Source document:
Dystopian sci-fi Petrov’s Flu is an intriguing but cluttered mixture of thoughts and musings on Russian society, which makes for a fresh but sometimes frustrating watch.
As the film’s title suggests, Petrov has the flu; that much is easy to grasp. But the simplicity of the title is unmatched by the film itself, which is a near two-and-a-half-hour piece of work which revels in the absurd, constantly challenging the audience with unconventional storytelling and by shifting between past and present, fantasy and reality. Just when you think you’re on board with Petrov’s Flu’s deranged structure, director Kirill Serebrennikov (The Student, Leto) will hit you with another doozy, forcing your brain to rewire and start thinking all over again. It’s a commendable tactic, but Serebrennikov’s sheer fierceness to push things not just to the limit but far past it means Petrov’s Flu can be all too frequently perplexing. The worlds of the living and the dead collide, dreams become reality (and vice versa), and we as the audience are none the wiser by its conclusion.
Based on Alexey Salnikov’s equally unusual novel “The Petrovs In and Around the Flu”, the film begins with Petrov – played by a largely subdued Semyon Serzin (Side Effect) – on a bus in the post-Soviet city of Yekaterinburg, coughing through his illness and surrounded by oddball strangers. An old man gets on, verbally abuses a young child, and is promptly assaulted and thrown off. Petrov himself is then involved as a rifleman in a firing squad shooting members of the upper-class. It’s a bizarre, mesmerising and downright fascinating opening, marking out a hope for this exciting madness to continue. From here, we meet Petrov’s estranged wife Nurlinsa – brought to life by the absorbing star-of-the-show Chulpan Khamatova (Good Bye Lenin!, The White Crow) – young son, and Igor, a dodgy man who can mix the worlds of the living and the dead. The sequences that follow – both in reality and dreams – are difficult to comprehend in their onslaught and have varying degrees of interest to them.

Excerpted records:

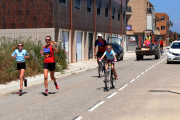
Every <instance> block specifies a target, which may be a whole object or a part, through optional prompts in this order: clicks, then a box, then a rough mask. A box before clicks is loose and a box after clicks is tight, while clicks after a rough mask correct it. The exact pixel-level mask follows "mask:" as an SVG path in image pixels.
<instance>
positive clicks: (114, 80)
mask: <svg viewBox="0 0 180 120" xmlns="http://www.w3.org/2000/svg"><path fill="white" fill-rule="evenodd" d="M111 86H112V88H115V86H116V79H115V74H114V73H113V71H111Z"/></svg>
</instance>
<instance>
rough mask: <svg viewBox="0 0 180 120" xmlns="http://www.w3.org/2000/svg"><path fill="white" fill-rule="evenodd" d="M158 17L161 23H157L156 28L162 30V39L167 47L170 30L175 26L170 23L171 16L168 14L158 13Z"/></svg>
mask: <svg viewBox="0 0 180 120" xmlns="http://www.w3.org/2000/svg"><path fill="white" fill-rule="evenodd" d="M156 16H157V17H158V18H159V19H161V21H159V22H157V23H156V27H157V28H159V29H160V33H161V35H162V39H163V40H164V43H165V46H167V45H169V38H170V34H171V31H170V30H169V28H170V27H172V26H173V23H172V22H171V21H169V16H168V15H167V14H166V13H156Z"/></svg>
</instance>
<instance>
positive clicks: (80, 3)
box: [75, 0, 81, 9]
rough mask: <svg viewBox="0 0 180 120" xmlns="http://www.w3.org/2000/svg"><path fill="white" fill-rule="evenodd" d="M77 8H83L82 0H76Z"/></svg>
mask: <svg viewBox="0 0 180 120" xmlns="http://www.w3.org/2000/svg"><path fill="white" fill-rule="evenodd" d="M75 8H77V9H81V0H75Z"/></svg>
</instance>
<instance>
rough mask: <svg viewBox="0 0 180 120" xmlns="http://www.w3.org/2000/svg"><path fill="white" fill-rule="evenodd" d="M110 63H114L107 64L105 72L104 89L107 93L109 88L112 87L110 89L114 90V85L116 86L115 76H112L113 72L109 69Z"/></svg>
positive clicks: (114, 75) (112, 62)
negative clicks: (107, 67)
mask: <svg viewBox="0 0 180 120" xmlns="http://www.w3.org/2000/svg"><path fill="white" fill-rule="evenodd" d="M106 63H107V62H106ZM112 63H114V61H112V62H111V63H107V64H108V69H107V70H106V72H105V88H106V90H107V91H109V90H110V88H111V86H112V88H115V85H116V78H115V74H114V72H113V70H112V69H111V64H112Z"/></svg>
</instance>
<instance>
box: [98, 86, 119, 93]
mask: <svg viewBox="0 0 180 120" xmlns="http://www.w3.org/2000/svg"><path fill="white" fill-rule="evenodd" d="M110 89H111V90H115V89H116V88H112V87H111V88H110ZM96 90H103V91H104V92H108V91H107V90H106V88H105V87H100V88H97V89H96Z"/></svg>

Problems to solve:
**a.** Answer these from the review of Petrov's Flu:
(i) Who directed the film?
(ii) Which novel is the film based on, and who wrote it?
(iii) Which actor plays Petrov's estranged wife Nurlinsa?
**b.** Pull out the lines of the records from their start through the line holding "box: [75, 0, 81, 9]", inclusive, and reproduce them without changes. Omit the pictures.

Solutions to the exercise:
**a.**
(i) Kirill Serebrennikov
(ii) "The Petrovs In and Around the Flu" by Alexey Salnikov
(iii) Chulpan Khamatova

**b.**
Every <instance> block specifies a target, which may be a whole object or a part, through optional prompts in this order: clicks, then a box, then a rough mask. A box before clicks is loose and a box after clicks is tight, while clicks after a rough mask correct it. The exact pixel-level mask follows "mask:" as an SVG path in image pixels.
<instance>
positive clicks: (114, 80)
mask: <svg viewBox="0 0 180 120" xmlns="http://www.w3.org/2000/svg"><path fill="white" fill-rule="evenodd" d="M111 86H112V88H115V86H116V79H115V74H114V73H113V71H111Z"/></svg>
</instance>
<instance>
rough mask: <svg viewBox="0 0 180 120" xmlns="http://www.w3.org/2000/svg"><path fill="white" fill-rule="evenodd" d="M158 17L161 23H157L156 28L162 30V39L167 47L170 30L175 26L170 23L171 16L168 14L158 13Z"/></svg>
mask: <svg viewBox="0 0 180 120" xmlns="http://www.w3.org/2000/svg"><path fill="white" fill-rule="evenodd" d="M156 16H157V17H158V18H159V19H161V21H159V22H157V23H156V27H157V28H159V29H160V33H161V35H162V39H163V40H164V43H165V46H167V45H169V38H170V34H171V31H170V30H169V28H170V27H172V26H173V23H172V22H171V21H169V16H168V15H167V14H166V13H156Z"/></svg>
</instance>
<instance>
positive clicks: (80, 3)
box: [75, 0, 81, 9]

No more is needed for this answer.